Transcribe the article on the winners of the iD International Emerging Designer Awards in full, reproducing every word and punctuation mark without change.

- **Study text**:
:::
Watch: The Winners Of The iD International Emerging Designer Awards
The votes are in and the winners of this year's prestigious awards are a suitably creative bunch from around the globe
The votes are in and tonight we're pleased to announce the three top prize recipients for this year's iD Dunedin International Emerging Designer Awards.
Finalists from 14 countries filmed themselves and their collections on their phones in their bedrooms over lockdown and submitted their work via video presentations to an esteemed panel of judges from around the world including British milliner Stephen Jones, the New Zealand Fashion Museum's Doris de Pont, Australian journalist Patty Huntington and New Zealand fashion designers Tanya Carlson and Wynn Crawshaw.
We take a closer look at the winners and hear the inspiration behind their winning entries.
Winner iD International Emerging Designer Awards 2020:
Stina Randestad, The Swedish School of Textiles, Boras, Sweden. Collection ‘Hybrids’
Stina Randestad’s collection ‘Hybrids’ swapped the design order to put fabric first. Her design process began with the question of what happens when different materials are put together? Through trial and error, she discovered two fabric manipulation techniques that she continued working with; sewing stretchy and thick materials and cutting and layering materials.
These new materials generated movement and expression when they were draped upon many bodies and from this exercise Stina was able to decide how the fabrics would work best in garments, switching the usual process.
:::
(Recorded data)
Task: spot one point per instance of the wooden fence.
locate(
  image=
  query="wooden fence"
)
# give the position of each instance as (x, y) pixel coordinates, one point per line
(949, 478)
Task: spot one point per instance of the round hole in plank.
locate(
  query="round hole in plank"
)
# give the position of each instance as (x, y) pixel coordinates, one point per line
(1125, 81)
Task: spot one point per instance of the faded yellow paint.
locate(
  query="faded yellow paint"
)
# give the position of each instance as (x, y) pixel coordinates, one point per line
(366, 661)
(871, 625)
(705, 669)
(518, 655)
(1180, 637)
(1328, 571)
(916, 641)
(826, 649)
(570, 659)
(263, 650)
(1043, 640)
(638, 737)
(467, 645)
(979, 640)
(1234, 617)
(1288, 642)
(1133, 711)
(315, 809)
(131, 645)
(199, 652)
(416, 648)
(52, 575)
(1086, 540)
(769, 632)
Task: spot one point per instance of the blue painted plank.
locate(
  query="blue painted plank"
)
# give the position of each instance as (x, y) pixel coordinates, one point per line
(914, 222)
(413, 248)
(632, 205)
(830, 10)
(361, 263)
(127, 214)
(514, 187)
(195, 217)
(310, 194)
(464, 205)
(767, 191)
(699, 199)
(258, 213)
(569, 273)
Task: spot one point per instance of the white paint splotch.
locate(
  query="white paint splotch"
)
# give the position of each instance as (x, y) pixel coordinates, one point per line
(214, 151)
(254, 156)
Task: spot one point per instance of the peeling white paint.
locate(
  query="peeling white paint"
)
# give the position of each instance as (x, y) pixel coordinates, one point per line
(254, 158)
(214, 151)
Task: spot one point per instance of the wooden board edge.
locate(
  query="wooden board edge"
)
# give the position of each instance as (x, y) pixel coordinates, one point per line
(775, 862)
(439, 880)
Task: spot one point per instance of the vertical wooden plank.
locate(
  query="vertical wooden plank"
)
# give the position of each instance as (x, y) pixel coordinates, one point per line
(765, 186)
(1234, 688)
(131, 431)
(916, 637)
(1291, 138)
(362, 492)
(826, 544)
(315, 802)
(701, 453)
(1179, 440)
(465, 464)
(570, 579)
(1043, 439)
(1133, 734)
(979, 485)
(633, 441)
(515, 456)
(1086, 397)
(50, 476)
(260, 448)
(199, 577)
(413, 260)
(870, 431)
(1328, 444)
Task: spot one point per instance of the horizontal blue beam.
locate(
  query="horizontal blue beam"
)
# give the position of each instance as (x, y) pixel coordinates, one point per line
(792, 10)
:::
- **Response below**:
Watch: The Winners Of The iD International Emerging Designer Awards
The votes are in and the winners of this year's prestigious awards are a suitably creative bunch from around the globe
The votes are in and tonight we're pleased to announce the three top prize recipients for this year's iD Dunedin International Emerging Designer Awards.
Finalists from 14 countries filmed themselves and their collections on their phones in their bedrooms over lockdown and submitted their work via video presentations to an esteemed panel of judges from around the world including British milliner Stephen Jones, the New Zealand Fashion Museum's Doris de Pont, Australian journalist Patty Huntington and New Zealand fashion designers Tanya Carlson and Wynn Crawshaw.
We take a closer look at the winners and hear the inspiration behind their winning entries.
Winner iD International Emerging Designer Awards 2020:
Stina Randestad, The Swedish School of Textiles, Boras, Sweden. Collection ‘Hybrids’
Stina Randestad’s collection ‘Hybrids’ swapped the design order to put fabric first. Her design process began with the question of what happens when different materials are put together? Through trial and error, she discovered two fabric manipulation techniques that she continued working with; sewing stretchy and thick materials and cutting and layering materials.
These new materials generated movement and expression when they were draped upon many bodies and from this exercise Stina was able to decide how the fabrics would work best in garments, switching the usual process.